* **EXERCISE INSTRUCTIONS**:
a) Answer these questions from the fine-tuning passage:
(i) Which dataset does the example SFT experiment use?
(ii) Which file holds the full list of parameters that can be overridden?
(iii) Which game is the reference example for multi-turn training about?
b) Please copy, unchanged, the part of the fine-tuning passage that opens with the words containing "We also support" and closes with "using a 1 GPU.".
c) Supply what comes next in the fine-tuning passage, starting after its final sentence.

* **SUPPLIED PASSAGE**:
We also support multi-turn generation and training (tool use, games, etc.). Reference example for training to play a Sliding Puzzle Game:

uv run python examples/run_grpo_sliding_puzzle.py
Supervised Fine-Tuning (SFT)#

We provide an example SFT experiment using the SQuAD dataset.

SFT Single Node#

The default SFT configuration is set to run on a single GPU. To start the experiment:

uv run python examples/run_sft.py

This fine-tunes the Llama3.2-1B model on the SQuAD dataset using a 1 GPU.

To use multiple GPUs on a single node, you can modify the cluster configuration. This adjustment will also let you potentially increase the model and batch size:

uv run python examples/run_sft.py \
  policy.model_name="meta-llama/Meta-Llama-3-8B" \
  policy.train_global_batch_size=128 \
  sft.val_global_batch_size=128 \
  cluster.gpus_per_node=8

Refer to examples/configs/sft.yaml for a full list of parameters that can be overridden.

Labeled shape records
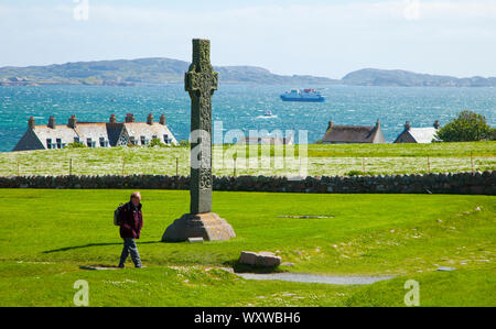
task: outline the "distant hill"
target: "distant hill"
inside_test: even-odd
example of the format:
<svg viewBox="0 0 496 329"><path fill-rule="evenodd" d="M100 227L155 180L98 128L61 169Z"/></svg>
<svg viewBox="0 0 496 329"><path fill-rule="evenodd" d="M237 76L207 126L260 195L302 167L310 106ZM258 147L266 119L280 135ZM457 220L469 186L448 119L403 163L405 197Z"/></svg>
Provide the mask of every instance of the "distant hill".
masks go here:
<svg viewBox="0 0 496 329"><path fill-rule="evenodd" d="M183 83L190 63L170 58L141 58L66 63L61 65L1 67L0 86L112 85ZM343 79L284 76L256 66L215 66L222 84L251 85L351 85L401 87L496 87L496 78L456 78L407 70L365 68Z"/></svg>
<svg viewBox="0 0 496 329"><path fill-rule="evenodd" d="M496 87L496 78L455 78L418 74L400 69L364 68L346 75L342 81L354 86L398 87Z"/></svg>
<svg viewBox="0 0 496 329"><path fill-rule="evenodd" d="M2 67L0 85L136 85L184 81L190 63L169 58L79 62L62 65ZM216 66L223 84L330 85L311 76L282 76L254 66Z"/></svg>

* **EXERCISE ANSWERS**:
a)
(i) SQuAD
(ii) examples/configs/sft.yaml
(iii) A Sliding Puzzle Game

b)
We also support multi-turn generation and training (tool use, games, etc.). Reference example for training to play a Sliding Puzzle Game:

uv run python examples/run_grpo_sliding_puzzle.py
Supervised Fine-Tuning (SFT)#

We provide an example SFT experiment using the SQuAD dataset.

SFT Single Node#

The default SFT configuration is set to run on a single GPU. To start the experiment:

uv run python examples/run_sft.py

This fine-tunes the Llama3.2-1B model on the SQuAD dataset using a 1 GPU.

c)
SFT Multi-node#
# Run from the root of NeMo RL repo
NUM_ACTOR_NODES=2

COMMAND="uv run ./examples/run_sft.py --config examples/configs/sft.yaml cluster.num_nodes=2 cluster.gpus_per_node=8 checkpointing.checkpoint_dir='results/sft_llama8b_2nodes' logger.wandb_enabled=True logger.wandb.name='sft-llama8b'" \
CONTAINER=YOUR_CONTAINER \
MOUNTS="$PWD:$PWD" \
sbatch \
    --nodes=${NUM_ACTOR_NODES} \
    --account=YOUR_ACCOUNT \
    --job-name=YOUR_JOBNAME \
    --partition=YOUR_PARTITION \
    --time=4:0:0 \
    --gres=gpu:8 \
    ray.sub
DPO#

We provide a sample DPO experiment that uses the HelpSteer3 dataset for preference-based training.

DPO Single Node#

The default DPO experiment is configured to run on a single GPU. To launch the experiment:

uv run python examples/run_dpo.py

This trains Llama3.2-1B-Instruct on one GPU.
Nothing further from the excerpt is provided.